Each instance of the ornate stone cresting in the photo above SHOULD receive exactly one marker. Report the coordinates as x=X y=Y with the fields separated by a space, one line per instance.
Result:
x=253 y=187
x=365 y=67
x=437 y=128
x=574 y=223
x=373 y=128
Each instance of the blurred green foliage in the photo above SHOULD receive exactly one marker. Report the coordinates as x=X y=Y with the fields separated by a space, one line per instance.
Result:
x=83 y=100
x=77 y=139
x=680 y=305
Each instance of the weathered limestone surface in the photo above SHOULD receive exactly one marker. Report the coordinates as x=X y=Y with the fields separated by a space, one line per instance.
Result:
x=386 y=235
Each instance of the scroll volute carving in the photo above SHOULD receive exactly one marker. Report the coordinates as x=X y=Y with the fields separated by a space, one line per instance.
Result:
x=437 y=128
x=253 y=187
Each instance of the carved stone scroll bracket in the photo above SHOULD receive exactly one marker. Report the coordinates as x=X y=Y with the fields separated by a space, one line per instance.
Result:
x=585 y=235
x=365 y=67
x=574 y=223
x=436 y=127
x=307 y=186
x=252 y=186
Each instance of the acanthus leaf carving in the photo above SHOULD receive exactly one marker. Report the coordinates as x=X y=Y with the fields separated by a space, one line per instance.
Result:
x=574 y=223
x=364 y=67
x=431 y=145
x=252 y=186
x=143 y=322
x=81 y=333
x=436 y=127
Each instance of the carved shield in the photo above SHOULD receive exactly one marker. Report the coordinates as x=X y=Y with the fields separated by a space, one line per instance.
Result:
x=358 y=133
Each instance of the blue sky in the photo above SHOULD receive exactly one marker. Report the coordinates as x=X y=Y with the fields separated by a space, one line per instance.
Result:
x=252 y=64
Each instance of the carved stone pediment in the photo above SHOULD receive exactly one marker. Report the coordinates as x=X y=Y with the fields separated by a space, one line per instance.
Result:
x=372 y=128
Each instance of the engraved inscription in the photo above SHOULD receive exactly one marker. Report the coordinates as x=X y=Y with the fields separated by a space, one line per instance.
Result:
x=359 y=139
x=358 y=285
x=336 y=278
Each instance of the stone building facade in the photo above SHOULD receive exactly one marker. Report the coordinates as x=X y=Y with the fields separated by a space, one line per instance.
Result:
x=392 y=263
━━━━━━━━━━━━━━━━
_ACTIVITY_
Return the listing verbatim.

_PROBLEM SOLUTION_
Each instance of the ornate stone cresting in the photo above SHOULD receive exactly one marker. Report the coordinates as x=X y=Y with the fields separated by a space, one line per instance.
Result:
x=253 y=187
x=365 y=67
x=437 y=128
x=574 y=223
x=373 y=128
Each instance of the blurred green foliage in the photo above SHOULD receive exactly one marker. Report the coordinates as x=X y=Y with the fields separated by a space, one line per instance.
Result:
x=83 y=100
x=77 y=139
x=680 y=305
Each instance of the weathered limestone surface in the photo above SHOULD receive exactly one marker. Report the coordinates as x=X y=Y with the fields separated by a space, one line per instance.
Result:
x=386 y=235
Each instance of the scroll volute carving in the photo above SHOULD receive exactly one marker. Report the coordinates as x=X y=Y with the fields separated by a space, one line per instance.
Result:
x=437 y=128
x=253 y=187
Each instance of the carved stone scroll bracket in the photo above SHOULD receive exactly one marker. Report the coordinates as x=X y=Y with the fields separated by a space, one line per instance.
Result:
x=585 y=235
x=365 y=67
x=574 y=223
x=436 y=127
x=307 y=186
x=252 y=186
Each instance of the acanthus leaf carving in the photo above SHOULD receive exactly one marker. Report the coordinates as x=X y=Y with the fields separated by a space, one line per instance.
Result:
x=574 y=223
x=364 y=67
x=431 y=145
x=252 y=186
x=143 y=322
x=81 y=333
x=436 y=127
Each instance of the carved shield in the photo above SHOULD receive exactly one marker. Report the coordinates as x=X y=Y with the fields separated by a space, one line per instance.
Result:
x=358 y=133
Each instance of the blue sky in the photo above SHOULD receive exactly one marker. Report the coordinates as x=X y=Y with the fields separated by a space, one line per instance.
Result:
x=252 y=64
Each instance of the carved stone pediment in the photo above SHOULD receive exactly one marker. Report the coordinates as x=X y=Y with the fields separated by a space, one line per instance.
Result:
x=372 y=128
Each instance of the engraved inscription in the photo above SHOULD receive exactly one marker. Report the coordinates as x=X y=Y with the fields separated by a space, one line per instance.
Result:
x=359 y=139
x=358 y=285
x=336 y=278
Each instance of the stone building facade in the photo above SHOULD receive exactly one marker. Report the coordinates as x=X y=Y with the fields separated by a space, one line per instance.
Result:
x=392 y=263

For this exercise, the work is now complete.